Copy out the items line for line, from the first line through the line that contains "Query: <item>white cloud</item>", and include that line.

(A few items)
- - -

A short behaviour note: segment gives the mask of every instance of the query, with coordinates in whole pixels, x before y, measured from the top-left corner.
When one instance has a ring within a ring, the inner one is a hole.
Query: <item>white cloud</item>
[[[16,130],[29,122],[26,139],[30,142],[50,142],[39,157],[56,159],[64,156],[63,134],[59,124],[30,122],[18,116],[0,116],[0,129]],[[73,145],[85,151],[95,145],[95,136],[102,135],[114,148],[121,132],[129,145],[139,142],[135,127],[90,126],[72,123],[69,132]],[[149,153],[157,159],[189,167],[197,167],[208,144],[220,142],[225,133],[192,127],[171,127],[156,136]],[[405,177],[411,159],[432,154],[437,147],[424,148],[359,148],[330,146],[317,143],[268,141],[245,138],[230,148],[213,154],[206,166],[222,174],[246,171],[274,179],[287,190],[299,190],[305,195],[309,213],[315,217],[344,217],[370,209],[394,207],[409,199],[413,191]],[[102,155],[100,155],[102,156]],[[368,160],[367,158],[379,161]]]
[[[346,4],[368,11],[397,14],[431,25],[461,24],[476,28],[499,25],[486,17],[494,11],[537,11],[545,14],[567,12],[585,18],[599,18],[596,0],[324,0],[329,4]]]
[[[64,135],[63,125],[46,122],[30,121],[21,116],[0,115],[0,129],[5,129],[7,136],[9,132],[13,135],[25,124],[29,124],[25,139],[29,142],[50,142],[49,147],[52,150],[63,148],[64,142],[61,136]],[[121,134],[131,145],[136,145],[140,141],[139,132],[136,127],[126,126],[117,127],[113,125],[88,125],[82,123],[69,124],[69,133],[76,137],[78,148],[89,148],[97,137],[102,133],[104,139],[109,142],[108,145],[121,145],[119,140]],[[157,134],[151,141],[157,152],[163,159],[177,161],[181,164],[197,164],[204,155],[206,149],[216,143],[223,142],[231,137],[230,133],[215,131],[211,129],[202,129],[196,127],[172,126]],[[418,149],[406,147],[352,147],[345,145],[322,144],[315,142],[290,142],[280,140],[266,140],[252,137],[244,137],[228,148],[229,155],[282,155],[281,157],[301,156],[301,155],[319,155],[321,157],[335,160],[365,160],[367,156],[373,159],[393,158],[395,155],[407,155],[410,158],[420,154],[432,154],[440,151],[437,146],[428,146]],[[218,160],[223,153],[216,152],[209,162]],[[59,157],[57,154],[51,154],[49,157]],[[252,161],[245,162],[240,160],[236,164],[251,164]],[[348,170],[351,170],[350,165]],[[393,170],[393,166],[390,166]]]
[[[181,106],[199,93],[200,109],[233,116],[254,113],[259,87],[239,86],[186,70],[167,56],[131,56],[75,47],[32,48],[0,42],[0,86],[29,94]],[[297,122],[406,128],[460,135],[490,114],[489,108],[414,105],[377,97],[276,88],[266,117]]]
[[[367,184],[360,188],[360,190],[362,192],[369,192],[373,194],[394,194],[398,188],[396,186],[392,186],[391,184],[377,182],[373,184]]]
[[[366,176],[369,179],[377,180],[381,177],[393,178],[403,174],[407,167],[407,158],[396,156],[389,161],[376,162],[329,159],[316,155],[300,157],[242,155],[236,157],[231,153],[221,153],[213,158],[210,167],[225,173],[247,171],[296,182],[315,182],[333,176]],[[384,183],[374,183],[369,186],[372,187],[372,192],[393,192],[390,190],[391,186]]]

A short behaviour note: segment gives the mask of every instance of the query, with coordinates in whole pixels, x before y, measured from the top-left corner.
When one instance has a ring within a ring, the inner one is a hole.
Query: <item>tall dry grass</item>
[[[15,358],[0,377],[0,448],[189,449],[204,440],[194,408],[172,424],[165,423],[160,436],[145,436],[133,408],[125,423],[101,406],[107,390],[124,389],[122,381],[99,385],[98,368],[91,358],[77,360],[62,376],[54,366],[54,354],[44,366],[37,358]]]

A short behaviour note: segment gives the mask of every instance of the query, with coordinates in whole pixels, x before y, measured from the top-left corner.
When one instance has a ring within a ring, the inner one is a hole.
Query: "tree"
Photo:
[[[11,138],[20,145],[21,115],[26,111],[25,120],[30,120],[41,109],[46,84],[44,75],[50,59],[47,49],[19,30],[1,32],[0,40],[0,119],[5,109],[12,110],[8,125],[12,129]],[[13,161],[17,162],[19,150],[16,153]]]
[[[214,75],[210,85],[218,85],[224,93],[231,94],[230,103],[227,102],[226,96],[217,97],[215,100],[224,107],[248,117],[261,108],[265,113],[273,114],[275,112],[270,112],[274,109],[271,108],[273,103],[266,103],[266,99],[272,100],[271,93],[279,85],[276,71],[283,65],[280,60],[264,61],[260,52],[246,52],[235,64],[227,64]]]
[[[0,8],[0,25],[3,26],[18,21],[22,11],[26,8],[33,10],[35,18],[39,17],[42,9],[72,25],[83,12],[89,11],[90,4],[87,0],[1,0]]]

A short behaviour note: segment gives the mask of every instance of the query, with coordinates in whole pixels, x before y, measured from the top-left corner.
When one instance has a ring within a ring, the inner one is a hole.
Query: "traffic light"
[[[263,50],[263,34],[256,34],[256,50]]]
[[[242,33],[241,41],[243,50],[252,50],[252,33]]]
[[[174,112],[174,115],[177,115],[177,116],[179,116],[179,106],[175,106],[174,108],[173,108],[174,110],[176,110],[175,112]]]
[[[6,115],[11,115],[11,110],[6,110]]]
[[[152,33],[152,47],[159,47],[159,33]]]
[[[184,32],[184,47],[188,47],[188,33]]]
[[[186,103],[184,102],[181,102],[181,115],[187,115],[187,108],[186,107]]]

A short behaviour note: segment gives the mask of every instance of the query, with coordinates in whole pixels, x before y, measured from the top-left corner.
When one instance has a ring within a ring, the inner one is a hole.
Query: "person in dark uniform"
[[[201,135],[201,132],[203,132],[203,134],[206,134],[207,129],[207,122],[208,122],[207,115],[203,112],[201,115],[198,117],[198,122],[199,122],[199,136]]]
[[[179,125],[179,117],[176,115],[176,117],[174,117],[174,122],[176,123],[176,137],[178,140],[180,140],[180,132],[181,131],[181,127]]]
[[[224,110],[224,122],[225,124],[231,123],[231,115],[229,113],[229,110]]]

- - -

**RESULT OF THE TASK:**
A short behaviour note: segment gives the mask of every instance of the query, with coordinates in whole pixels, x before y, measured from the top-left corner.
When one instance has a ring within a ring, the inner one is a hole.
Query: <item>white cloud</item>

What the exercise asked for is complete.